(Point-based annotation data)
+++

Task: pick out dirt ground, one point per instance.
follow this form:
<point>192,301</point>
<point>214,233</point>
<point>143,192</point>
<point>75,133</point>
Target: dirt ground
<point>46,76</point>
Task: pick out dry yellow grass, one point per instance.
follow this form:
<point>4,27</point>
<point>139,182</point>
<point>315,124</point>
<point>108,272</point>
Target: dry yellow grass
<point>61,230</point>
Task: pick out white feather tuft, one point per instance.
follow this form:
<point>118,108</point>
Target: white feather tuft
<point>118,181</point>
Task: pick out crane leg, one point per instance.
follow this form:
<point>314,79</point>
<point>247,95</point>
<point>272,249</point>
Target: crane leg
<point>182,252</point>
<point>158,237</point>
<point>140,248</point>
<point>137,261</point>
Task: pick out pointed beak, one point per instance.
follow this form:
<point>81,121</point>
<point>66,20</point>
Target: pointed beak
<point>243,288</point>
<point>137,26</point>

+++

• Stated goal
Please write out every line of the material above, requests included, scaling each coordinate in the answer points by 1.75 and rounding to whole numbers, with halves rounded up. Keep the numbers in the requests and their format samples unchanged.

• Solution to this task
Task: pick out dirt ground, one point per instance.
follow this form:
<point>192,301</point>
<point>214,233</point>
<point>143,192</point>
<point>75,133</point>
Target: dirt ground
<point>81,133</point>
Task: pick out dry yellow grass, one point per instance.
follow this form:
<point>4,27</point>
<point>139,182</point>
<point>315,124</point>
<point>108,272</point>
Target: dry yellow grass
<point>107,403</point>
Task: pick out white feather tuft, one point per instance.
follow this form:
<point>118,108</point>
Target: white feather tuft
<point>207,317</point>
Task: pick out crane leg, one point per instance.
follow this form:
<point>314,79</point>
<point>247,95</point>
<point>272,249</point>
Target: crane leg
<point>319,441</point>
<point>277,415</point>
<point>245,434</point>
<point>240,457</point>
Task: pick out pointed beak, one point per instance.
follow this form:
<point>81,121</point>
<point>66,20</point>
Target: pointed beak
<point>425,504</point>
<point>240,46</point>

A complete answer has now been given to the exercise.